WHAT YOU NEED TO DO:
• 1. Answer these questions from the COVID-19 blog post, one line each.
(a) At what time were the daily briefings the writer looked at?
(b) How many days has it been since the writer last blogged?
(c) Besides not watching the weather forecast, what does the writer say it is best to take anyway?
• 2. Carry on the COVID-19 blog post from its final sentence.

EXERCISE TEXT:
I am starting to think that ignorance is bliss.  That I should just switch off that television set (and device, ‘phone, computer and Twitter account).  I am looking at too much information throughout the day.  It’s the first thing I look at in the morning, and the last thing at night.  Sometimes during the night. 

COVID-19 has ramped up the volume of content, the urgency and importance of it, and its serious implications.  Like many I did look at the daily briefings at 6pm.  In full lockdown, we watched Jamie cooking on Channel 4, then switched over to BBC1 for the Number 10 briefing.  This lasted for a few weeks, then the content diminished (in culinary and information terms).  The same graphs were rolled out and the statistics shared.  It wasn’t news anymore.  Now, it seems, we are starting to watch again to spot the gaffs, contradictions, confusions, and the disconnections. I have to admit though I have been part of the content. I’ve done national and international television, local TV and radio, national and local press. Children’s TV clearly taught me a lot about irony!

I should adopt the same principle I have adopted with the weather forecast.  Don’t bother watching it. It is rarely accurate.  And it is best to take an umbrella anyway.  Just in case.

All this sameness is a big test

Now, I realise that I have been fortunate not to have been directly affected by COVID-19 in this past six months.  My family and friends have been lucky too.  Especially given so many of us are in the hotspot of Leicester.  I haven’t had to self-isolate or quarantine or shield.  But people around me have.  It has been hard on them.  The effects for me have been how life and work have been curtailed and how it feels, and I am reflecting on what it says about me. 

Its been 10 days since I have blogged.  And I think the recent dearth of blogging has a lot to do with the sameness of life.  Things have settled into small routines and not a lot of new in my life.  I am fearful of what happens next – a full lockdown or the need to self-isolate and where that takes us all.  In Leicester, the extended lockdown and the enforced separation form other households has been difficult.  It has created tension and frustration as we all do our best to follow the often-uninterpretable rules.

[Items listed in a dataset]
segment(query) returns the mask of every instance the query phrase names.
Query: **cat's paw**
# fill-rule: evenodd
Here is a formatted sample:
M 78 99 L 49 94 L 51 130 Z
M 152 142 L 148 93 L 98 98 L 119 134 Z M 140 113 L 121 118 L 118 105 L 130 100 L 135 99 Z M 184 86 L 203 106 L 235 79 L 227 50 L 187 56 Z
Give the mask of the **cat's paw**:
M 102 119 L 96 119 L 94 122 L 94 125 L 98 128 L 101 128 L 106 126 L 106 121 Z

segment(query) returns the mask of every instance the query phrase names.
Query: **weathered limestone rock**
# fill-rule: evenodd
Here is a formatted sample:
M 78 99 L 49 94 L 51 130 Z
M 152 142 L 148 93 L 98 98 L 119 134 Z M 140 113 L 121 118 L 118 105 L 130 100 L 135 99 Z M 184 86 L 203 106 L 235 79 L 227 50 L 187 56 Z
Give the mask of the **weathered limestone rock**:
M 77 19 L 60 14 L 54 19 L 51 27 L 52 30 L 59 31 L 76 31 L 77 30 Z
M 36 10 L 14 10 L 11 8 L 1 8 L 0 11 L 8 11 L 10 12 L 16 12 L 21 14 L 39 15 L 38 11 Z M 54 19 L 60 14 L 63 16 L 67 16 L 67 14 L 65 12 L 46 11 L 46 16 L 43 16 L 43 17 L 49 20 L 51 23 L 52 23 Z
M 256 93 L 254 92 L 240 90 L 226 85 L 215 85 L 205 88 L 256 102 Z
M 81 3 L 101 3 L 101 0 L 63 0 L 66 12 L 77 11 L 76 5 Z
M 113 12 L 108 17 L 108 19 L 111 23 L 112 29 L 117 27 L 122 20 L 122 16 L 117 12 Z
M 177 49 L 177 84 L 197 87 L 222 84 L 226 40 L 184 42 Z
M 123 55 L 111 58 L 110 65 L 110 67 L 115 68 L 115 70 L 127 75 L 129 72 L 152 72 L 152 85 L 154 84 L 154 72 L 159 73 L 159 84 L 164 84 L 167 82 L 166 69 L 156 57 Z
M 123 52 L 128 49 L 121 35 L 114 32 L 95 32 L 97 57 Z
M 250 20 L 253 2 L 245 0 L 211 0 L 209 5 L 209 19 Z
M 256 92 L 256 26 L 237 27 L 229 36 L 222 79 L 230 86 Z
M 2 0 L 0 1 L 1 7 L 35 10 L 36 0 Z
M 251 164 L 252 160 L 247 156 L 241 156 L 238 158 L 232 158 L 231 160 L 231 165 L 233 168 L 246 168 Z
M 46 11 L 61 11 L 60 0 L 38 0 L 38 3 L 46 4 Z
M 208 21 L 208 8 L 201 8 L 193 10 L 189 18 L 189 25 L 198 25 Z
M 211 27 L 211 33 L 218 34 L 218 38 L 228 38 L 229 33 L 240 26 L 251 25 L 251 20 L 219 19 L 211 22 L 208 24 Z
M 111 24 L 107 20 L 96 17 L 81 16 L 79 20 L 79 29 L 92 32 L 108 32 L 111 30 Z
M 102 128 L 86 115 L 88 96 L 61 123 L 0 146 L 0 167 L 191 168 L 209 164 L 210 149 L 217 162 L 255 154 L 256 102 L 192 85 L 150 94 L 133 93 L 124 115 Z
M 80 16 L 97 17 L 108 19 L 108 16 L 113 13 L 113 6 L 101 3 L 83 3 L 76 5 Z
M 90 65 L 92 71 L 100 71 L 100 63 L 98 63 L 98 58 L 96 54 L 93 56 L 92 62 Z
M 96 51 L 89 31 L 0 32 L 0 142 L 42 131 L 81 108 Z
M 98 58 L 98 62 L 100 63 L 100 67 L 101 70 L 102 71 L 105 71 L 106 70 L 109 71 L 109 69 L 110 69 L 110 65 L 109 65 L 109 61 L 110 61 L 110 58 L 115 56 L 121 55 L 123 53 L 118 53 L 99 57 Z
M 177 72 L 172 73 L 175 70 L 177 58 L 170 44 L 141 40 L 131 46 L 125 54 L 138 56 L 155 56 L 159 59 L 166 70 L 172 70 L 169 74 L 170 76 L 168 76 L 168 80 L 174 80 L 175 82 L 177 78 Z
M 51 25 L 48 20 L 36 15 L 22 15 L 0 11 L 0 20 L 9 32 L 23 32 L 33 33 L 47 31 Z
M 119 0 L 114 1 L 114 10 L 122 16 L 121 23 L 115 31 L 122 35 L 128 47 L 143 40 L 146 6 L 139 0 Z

EXPECTED RESULTS:
• 1.
(a) 6pm
(b) 10 days
(c) An umbrella

• 2.
The working week has settled into a rhythm.  Gone is the travel to London and back and elsewhere.  There are no more face-to-face meetings.  No clients arriving for meetings at the office.  No events, receptions, or training to deliver.  Instead, my place of work is the office a 10-minute walk from home.  My location is my desk – five days a week.  It was typically once or twice – if that.  And interaction is online in zoom and teams, seminars, training and meetings.  Thank goodness two colleagues are able to come in and we can work at a safe distance from one another.

Evenings are spent almost exclusively at home without visitors.  Weekends tread the familiar path of exercise, shopping and cooking.  It is these changes to personal and professional habits that are a real challenge.  There’s no more theatre, cinema, cafés, or pleasurable meandering shopping.  Instead, its boxsets and TV, eating and drinking at home, and purposeful mask-wearing shopping.  I do feel like a ninja in the supermarket.  Masked up and focused on my smash and grab buying.  Not much to complain about then I hear you say.  I agree. 

But it interesting what it does to one’s mood and how motivation ebbs and flows and impacts on mental health.  Where is all that emotional benefit from the activities of the previous way of life?  It is funny how being busy or at least moving around a lot filled the day before.  It can give a sense of purpose – whether that be real of false.  Perhaps it is a distraction.  But I miss it.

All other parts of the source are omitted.